SUPPLIED MATERIAL |
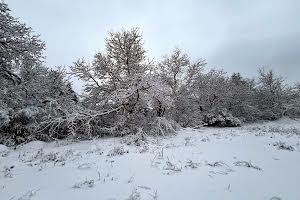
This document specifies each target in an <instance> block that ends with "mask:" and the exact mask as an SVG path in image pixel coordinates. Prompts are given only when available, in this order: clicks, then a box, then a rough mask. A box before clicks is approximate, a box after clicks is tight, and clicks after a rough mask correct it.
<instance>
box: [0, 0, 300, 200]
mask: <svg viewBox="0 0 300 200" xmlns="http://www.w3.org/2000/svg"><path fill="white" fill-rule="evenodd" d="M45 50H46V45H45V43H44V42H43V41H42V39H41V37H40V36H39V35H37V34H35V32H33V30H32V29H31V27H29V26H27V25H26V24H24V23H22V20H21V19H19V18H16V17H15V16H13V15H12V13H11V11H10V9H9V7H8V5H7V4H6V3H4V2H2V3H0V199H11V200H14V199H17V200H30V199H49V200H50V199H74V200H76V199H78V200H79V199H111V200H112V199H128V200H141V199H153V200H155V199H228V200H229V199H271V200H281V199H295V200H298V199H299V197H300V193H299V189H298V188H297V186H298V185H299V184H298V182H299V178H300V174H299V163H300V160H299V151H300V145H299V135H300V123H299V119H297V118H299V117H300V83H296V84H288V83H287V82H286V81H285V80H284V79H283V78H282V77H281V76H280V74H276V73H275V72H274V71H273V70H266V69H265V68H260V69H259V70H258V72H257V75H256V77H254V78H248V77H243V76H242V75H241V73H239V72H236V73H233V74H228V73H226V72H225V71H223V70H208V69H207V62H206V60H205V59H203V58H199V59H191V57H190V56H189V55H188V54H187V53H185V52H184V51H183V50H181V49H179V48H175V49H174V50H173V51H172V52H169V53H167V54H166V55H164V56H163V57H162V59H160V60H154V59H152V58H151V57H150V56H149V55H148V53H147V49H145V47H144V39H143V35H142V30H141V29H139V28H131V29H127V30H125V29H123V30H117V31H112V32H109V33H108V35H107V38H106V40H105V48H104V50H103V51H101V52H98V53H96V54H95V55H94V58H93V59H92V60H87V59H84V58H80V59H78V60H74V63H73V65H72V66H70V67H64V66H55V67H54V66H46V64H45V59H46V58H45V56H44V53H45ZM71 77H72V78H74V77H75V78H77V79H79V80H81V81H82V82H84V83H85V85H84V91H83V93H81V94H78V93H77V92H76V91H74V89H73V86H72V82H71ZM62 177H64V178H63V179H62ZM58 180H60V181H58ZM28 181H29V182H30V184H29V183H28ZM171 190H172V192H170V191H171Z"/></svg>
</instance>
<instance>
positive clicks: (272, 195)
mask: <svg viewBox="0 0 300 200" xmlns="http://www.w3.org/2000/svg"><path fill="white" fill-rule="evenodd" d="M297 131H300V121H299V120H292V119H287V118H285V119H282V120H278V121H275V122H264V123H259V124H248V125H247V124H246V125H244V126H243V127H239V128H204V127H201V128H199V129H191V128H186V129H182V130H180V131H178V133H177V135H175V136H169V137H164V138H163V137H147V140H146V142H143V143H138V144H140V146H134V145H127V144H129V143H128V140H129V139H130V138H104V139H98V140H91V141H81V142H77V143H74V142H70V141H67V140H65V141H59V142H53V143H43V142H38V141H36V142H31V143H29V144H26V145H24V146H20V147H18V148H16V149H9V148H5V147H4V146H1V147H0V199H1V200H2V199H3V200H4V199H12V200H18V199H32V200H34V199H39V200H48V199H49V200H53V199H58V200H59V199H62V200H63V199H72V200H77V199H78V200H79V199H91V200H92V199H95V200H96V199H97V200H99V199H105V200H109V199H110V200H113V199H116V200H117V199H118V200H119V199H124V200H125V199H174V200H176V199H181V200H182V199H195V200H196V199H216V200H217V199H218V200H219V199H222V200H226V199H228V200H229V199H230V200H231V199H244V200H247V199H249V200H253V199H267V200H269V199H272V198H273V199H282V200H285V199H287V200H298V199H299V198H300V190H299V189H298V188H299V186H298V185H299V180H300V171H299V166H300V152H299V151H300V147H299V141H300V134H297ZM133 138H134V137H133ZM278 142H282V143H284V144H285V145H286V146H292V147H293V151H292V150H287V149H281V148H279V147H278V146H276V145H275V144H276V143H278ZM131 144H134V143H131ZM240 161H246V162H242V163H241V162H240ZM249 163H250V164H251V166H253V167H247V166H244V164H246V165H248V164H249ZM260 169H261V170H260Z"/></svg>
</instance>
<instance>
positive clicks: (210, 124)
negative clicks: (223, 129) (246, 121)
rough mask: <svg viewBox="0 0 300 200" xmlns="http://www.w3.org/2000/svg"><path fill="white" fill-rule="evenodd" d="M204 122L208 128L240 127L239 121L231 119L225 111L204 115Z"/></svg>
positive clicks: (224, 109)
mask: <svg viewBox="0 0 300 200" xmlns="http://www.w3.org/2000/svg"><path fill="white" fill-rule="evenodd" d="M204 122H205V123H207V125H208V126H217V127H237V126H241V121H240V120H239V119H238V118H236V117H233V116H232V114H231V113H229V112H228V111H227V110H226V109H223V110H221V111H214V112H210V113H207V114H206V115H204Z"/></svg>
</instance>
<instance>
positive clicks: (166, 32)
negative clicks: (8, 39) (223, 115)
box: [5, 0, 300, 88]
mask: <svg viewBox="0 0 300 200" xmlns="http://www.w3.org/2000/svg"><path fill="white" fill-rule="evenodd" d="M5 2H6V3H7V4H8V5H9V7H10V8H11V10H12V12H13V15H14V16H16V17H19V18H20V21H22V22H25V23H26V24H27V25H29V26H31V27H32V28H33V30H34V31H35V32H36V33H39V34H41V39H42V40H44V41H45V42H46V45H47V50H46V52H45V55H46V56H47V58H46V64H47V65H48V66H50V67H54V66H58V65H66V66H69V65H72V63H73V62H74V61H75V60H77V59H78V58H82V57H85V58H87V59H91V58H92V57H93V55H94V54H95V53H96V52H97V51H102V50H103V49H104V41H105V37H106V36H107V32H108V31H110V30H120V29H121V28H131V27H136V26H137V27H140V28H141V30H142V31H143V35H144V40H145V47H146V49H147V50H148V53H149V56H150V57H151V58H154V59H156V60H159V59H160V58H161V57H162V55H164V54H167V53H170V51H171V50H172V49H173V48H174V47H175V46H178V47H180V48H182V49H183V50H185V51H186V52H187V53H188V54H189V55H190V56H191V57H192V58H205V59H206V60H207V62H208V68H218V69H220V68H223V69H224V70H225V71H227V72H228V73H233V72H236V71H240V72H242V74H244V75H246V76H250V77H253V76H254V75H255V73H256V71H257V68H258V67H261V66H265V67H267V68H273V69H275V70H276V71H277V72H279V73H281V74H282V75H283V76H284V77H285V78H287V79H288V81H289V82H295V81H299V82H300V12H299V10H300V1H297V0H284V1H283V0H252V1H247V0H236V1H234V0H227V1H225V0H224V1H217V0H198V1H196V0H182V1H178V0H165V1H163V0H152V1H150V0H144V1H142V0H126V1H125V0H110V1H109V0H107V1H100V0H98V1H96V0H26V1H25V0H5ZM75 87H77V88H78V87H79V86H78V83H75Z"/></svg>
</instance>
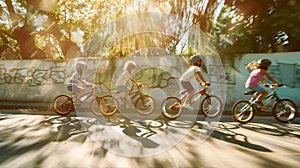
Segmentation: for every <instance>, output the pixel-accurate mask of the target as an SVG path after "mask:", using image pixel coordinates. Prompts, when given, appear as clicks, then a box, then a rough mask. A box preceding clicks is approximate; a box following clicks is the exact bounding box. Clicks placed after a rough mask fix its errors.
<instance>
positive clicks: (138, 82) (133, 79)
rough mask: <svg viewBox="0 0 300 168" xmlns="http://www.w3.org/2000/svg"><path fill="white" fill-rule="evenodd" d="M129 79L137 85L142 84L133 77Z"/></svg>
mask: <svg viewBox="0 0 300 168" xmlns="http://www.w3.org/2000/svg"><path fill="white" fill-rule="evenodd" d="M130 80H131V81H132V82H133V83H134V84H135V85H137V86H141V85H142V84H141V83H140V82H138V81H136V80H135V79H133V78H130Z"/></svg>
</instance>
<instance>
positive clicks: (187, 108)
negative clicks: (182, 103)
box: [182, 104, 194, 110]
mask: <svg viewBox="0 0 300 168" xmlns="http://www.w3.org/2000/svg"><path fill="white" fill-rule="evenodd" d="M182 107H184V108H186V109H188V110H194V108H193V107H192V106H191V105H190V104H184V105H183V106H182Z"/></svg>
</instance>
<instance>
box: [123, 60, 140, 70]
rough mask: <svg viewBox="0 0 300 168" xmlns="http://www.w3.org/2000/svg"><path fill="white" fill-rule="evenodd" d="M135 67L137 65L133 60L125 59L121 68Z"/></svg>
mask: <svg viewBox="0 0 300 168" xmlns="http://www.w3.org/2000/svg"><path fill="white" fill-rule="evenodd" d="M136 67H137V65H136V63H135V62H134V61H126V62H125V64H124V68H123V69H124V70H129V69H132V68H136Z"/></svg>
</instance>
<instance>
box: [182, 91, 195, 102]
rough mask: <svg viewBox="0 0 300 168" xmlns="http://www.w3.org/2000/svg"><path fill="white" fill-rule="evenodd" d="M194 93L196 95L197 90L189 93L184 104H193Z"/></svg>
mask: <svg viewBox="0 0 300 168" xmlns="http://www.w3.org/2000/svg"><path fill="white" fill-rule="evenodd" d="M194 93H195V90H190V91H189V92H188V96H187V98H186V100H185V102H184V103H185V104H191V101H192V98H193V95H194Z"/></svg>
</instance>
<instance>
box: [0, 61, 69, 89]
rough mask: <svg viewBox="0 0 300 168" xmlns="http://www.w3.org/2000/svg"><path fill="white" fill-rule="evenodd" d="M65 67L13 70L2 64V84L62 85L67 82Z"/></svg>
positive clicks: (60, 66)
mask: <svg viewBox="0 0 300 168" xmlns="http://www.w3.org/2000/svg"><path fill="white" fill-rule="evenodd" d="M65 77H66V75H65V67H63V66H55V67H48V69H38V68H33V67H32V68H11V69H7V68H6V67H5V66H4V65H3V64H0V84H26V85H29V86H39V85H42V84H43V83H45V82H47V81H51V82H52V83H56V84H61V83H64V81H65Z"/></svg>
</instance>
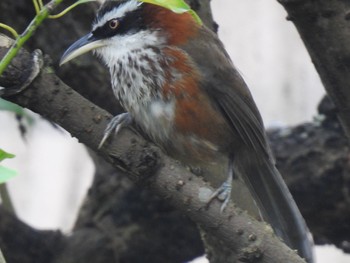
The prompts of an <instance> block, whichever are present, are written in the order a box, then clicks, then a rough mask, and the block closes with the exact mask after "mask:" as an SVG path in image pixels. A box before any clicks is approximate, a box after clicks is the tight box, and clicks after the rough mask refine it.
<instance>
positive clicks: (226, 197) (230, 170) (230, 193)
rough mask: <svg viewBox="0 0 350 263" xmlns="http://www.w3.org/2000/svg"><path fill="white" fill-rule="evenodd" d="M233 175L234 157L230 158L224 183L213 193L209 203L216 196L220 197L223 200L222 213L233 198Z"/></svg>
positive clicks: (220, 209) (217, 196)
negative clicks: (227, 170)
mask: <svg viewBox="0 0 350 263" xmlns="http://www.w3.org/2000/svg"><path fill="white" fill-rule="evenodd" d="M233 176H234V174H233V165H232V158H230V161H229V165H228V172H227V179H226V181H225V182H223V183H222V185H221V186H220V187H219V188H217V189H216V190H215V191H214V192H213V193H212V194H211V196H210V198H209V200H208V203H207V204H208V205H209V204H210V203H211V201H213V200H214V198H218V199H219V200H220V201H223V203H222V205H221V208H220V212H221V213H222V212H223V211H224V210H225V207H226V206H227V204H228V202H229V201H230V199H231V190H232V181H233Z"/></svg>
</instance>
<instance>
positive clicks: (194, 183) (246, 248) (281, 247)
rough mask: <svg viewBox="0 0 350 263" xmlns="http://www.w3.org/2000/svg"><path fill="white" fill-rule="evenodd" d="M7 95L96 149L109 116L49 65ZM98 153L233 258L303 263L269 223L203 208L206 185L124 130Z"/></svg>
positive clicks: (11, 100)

GOAL OF THE EXERCISE | An exact copy is needed of the stretch above that opens with the line containing "box: [0, 61, 69, 89]" and closes with the line containing "positive clicks: (226, 197)"; the pictures are not part of it.

YOUR RESPONSE |
box: [0, 61, 69, 89]
rough mask: <svg viewBox="0 0 300 168" xmlns="http://www.w3.org/2000/svg"><path fill="white" fill-rule="evenodd" d="M65 67L13 70L2 64V84L62 85L67 82Z"/></svg>
positive clicks: (60, 66)
mask: <svg viewBox="0 0 300 168" xmlns="http://www.w3.org/2000/svg"><path fill="white" fill-rule="evenodd" d="M65 77H66V75H65V67H63V66H55V67H48V69H38V68H33V67H32V68H11V69H7V68H6V67H5V66H4V65H3V64H0V84H26V85H29V86H39V85H42V84H43V83H45V82H47V81H51V82H52V83H56V84H61V83H64V81H65Z"/></svg>
</instance>
The prompts of an <instance> block, whichever are present, are written in the order a box, then clicks, then a rough mask, and the block closes with the exact mask after "mask:" as an SVG path in image pixels. A box before any clicks is approximate, a box after clicks is the tight box, and clicks after the rough mask refine it.
<instance>
positive clicks: (226, 197) (230, 170) (230, 193)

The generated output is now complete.